**Uit te voeren:**
[a] Haal uit het fragment over de motorcrossbaan woordelijk de passage die begint bij "VAMC betoogt verder" en eindigt bij "van de motorcrossbaan.".
[b] Zet de volgende zin uit het fragment over de motorcrossbaan om in het Engels: "Aan de hand van dat rapport is de raad tot de conclusie gekomen dat de motorcrossbaan leidt tot geluidhinder voor omwonenden, waardoor hun woon- en leefgenot onaanvaardbaar wordt aangetast."

**Geselecteerd fragment:**
• • •

VAMC betoogt verder dat de rechtbank niet heeft onderkend dat de raad ten onrechte geen rekening heeft gehouden met het feit dat de motorcrossbaan al meer dan vijftig jaar aanwezig is en dat met de gevraagde omgevingsvergunning maar een geringe wijziging plaatsvindt van de motorcrossbaan.

3.1.    Uit artikel 6.5, tweede lid, van het Bor volgt dat een vvgb slechts kan worden geweigerd in het belang van een goede ruimtelijke ordening.

3.2.    De raad heeft zijn motivering om de vvgb te weigeren, onder verwijzing naar de commissievergadering van 18 mei 2017 en de raadsvergaderingen van 8 en 29 juni 2017, nader uiteengezet in een brief aan de rechtbank van 2 maart 2020. De raad heeft het geluidrapport van Adviesburo Van der Boom van 12 januari 2014 (hierna: het geluidrapport) beoordeeld dat ten grondslag ligt aan de ruimtelijke onderbouwing. Aan de hand van dat rapport is de raad tot de conclusie gekomen dat de motorcrossbaan leidt tot geluidhinder voor omwonenden, waardoor hun woon- en leefgenot onaanvaardbaar wordt aangetast. Volgens de raad zijn de aan te leggen aarden geluidwallen onvoldoende om de geluidhinder weg te nemen en hebben die geluidwallen daarnaast te grote nadelige gevolgen op de natuur en het landschap. Ook is de raad niet voor het toevoegen van twee weilanden ter compensatie voor de natuur en het landschap, omdat dat er niet toe leidt dat de Ecologische Hoofdstructuur beter gaat functioneren. Dat de motorcrossbaan al meer dan vijftig jaar aanwezig is, maakt volgens de raad tot slot niet dat nu een hoge geluidbelasting kan worden toegestaan, omdat de motorcrossbaan nooit legaal is geweest.

• • •

**Aangeleverd materiaal:**
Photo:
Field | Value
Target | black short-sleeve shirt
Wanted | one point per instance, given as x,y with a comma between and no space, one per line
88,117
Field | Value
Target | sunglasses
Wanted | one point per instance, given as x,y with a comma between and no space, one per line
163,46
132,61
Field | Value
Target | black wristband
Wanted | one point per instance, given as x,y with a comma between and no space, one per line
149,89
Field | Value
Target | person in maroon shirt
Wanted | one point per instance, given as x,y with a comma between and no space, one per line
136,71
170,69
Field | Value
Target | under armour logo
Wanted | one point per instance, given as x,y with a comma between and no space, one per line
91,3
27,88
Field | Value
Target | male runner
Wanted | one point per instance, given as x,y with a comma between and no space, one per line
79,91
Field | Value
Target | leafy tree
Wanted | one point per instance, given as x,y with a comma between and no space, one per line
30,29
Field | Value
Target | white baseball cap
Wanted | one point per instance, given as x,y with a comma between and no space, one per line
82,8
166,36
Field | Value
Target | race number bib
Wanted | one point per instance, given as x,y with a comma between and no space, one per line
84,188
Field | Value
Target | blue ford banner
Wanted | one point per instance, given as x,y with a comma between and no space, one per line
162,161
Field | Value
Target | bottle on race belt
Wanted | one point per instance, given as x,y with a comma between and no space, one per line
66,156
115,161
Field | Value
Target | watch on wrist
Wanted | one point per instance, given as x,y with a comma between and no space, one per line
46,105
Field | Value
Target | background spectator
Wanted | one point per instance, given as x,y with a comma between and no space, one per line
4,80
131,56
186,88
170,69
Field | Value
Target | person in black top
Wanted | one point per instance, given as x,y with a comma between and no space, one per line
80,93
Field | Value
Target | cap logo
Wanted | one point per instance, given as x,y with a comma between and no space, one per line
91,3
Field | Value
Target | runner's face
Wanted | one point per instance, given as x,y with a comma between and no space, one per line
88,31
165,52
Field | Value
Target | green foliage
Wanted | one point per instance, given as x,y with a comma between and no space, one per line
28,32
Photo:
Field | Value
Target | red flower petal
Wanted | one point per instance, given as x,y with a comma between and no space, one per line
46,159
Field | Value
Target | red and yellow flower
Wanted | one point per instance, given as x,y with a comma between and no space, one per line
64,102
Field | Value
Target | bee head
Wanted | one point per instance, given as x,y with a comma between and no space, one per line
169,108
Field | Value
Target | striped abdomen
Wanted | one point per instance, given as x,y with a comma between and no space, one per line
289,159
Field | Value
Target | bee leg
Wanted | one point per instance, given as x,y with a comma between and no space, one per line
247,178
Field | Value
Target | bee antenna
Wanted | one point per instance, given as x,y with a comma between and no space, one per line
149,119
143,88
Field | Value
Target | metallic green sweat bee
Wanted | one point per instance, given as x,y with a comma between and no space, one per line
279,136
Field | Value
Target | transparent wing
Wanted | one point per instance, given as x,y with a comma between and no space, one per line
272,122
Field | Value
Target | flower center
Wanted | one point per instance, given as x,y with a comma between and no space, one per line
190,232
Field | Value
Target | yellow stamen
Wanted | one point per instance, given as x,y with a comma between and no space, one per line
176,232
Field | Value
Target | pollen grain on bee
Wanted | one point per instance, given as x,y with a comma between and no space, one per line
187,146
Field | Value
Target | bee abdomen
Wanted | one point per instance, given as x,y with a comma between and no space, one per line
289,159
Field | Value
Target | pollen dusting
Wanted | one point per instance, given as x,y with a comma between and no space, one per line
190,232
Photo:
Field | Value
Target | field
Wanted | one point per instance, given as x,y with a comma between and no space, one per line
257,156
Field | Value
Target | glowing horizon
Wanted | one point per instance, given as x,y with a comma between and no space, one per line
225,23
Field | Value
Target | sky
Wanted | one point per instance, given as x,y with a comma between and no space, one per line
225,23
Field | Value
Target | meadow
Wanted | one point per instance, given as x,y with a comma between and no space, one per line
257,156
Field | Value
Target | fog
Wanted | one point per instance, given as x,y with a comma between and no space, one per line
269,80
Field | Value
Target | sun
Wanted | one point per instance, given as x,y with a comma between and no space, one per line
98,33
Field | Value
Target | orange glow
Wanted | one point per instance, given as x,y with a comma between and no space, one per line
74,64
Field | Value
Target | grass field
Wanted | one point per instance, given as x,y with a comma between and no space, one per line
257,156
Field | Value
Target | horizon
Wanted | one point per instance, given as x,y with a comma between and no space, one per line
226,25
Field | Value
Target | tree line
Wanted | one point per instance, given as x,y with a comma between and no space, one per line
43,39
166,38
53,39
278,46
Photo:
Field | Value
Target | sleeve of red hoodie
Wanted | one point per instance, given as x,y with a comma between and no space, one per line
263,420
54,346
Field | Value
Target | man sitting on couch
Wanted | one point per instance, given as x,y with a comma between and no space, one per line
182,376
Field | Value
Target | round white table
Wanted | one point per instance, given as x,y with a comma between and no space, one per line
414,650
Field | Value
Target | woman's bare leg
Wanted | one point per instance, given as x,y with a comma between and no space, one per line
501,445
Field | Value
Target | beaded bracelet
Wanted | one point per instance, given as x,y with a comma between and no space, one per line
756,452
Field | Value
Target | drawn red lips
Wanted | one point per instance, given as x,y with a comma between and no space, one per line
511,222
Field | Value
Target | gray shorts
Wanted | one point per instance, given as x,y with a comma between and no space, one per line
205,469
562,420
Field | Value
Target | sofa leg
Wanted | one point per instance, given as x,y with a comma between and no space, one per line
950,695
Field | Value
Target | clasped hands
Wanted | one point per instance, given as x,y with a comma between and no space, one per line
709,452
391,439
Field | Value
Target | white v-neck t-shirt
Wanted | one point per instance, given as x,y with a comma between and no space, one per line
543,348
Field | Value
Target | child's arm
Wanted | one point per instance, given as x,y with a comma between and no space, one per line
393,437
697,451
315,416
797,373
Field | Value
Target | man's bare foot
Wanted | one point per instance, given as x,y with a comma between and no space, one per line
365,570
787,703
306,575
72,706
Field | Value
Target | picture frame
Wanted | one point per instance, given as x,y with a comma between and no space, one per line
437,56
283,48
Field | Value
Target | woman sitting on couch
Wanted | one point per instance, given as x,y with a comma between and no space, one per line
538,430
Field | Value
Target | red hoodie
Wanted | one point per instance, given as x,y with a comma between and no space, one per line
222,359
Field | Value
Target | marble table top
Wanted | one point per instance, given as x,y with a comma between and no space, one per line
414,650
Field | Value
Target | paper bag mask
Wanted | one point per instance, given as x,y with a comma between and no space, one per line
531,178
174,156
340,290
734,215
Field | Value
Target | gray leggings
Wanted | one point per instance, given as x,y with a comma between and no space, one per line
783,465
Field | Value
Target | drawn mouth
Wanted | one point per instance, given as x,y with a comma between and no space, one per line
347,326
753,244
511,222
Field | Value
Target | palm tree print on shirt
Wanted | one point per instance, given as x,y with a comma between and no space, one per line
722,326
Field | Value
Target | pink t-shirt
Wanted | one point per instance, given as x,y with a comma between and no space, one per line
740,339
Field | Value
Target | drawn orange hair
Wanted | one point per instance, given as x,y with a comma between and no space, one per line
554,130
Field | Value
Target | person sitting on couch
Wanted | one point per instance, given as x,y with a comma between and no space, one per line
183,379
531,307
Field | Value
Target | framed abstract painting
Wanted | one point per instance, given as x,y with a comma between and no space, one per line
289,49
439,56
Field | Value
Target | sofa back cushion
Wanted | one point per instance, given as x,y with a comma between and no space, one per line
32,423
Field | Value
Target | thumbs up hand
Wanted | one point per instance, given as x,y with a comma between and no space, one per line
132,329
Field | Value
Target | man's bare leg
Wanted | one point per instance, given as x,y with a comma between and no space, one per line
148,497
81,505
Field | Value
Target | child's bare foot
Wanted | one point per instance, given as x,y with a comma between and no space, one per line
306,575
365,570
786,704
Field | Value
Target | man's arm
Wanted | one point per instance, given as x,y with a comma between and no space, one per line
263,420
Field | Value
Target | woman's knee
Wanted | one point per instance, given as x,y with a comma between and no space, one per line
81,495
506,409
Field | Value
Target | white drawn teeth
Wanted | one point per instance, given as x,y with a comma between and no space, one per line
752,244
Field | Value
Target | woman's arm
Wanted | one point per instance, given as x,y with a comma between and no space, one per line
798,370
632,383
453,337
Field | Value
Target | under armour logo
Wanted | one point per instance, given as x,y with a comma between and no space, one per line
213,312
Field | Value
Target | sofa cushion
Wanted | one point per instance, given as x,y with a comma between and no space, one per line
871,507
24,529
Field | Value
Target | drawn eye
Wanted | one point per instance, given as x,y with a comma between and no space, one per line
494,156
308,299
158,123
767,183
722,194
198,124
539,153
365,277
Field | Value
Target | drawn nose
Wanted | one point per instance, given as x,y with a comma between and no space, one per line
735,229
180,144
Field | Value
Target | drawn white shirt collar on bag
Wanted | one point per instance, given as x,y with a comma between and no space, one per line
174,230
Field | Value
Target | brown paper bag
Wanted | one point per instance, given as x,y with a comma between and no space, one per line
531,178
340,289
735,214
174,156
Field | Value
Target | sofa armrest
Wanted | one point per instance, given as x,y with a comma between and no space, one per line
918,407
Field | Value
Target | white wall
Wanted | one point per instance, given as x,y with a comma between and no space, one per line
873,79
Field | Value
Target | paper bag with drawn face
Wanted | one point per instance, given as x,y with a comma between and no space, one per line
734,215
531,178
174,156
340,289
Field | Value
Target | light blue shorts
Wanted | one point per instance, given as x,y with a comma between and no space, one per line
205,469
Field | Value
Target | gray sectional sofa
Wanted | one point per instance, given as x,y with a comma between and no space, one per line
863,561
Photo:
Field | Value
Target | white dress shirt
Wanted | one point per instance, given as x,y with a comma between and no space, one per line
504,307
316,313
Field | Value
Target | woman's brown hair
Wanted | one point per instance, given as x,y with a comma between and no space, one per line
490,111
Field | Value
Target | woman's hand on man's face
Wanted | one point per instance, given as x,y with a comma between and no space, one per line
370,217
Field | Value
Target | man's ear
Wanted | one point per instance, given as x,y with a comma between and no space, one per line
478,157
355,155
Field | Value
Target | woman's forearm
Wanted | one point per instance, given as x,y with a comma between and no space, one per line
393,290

• • •

**Antwoorden per opdracht:**
[a]
VAMC betoogt verder dat de rechtbank niet heeft onderkend dat de raad ten onrechte geen rekening heeft gehouden met het feit dat de motorcrossbaan al meer dan vijftig jaar aanwezig is en dat met de gevraagde omgevingsvergunning maar een geringe wijziging plaatsvindt van de motorcrossbaan.

[b] Based on that report, the council concluded that the motocross track causes noise nuisance for local residents, as a result of which their enjoyment of their homes and living environment is unacceptably impaired.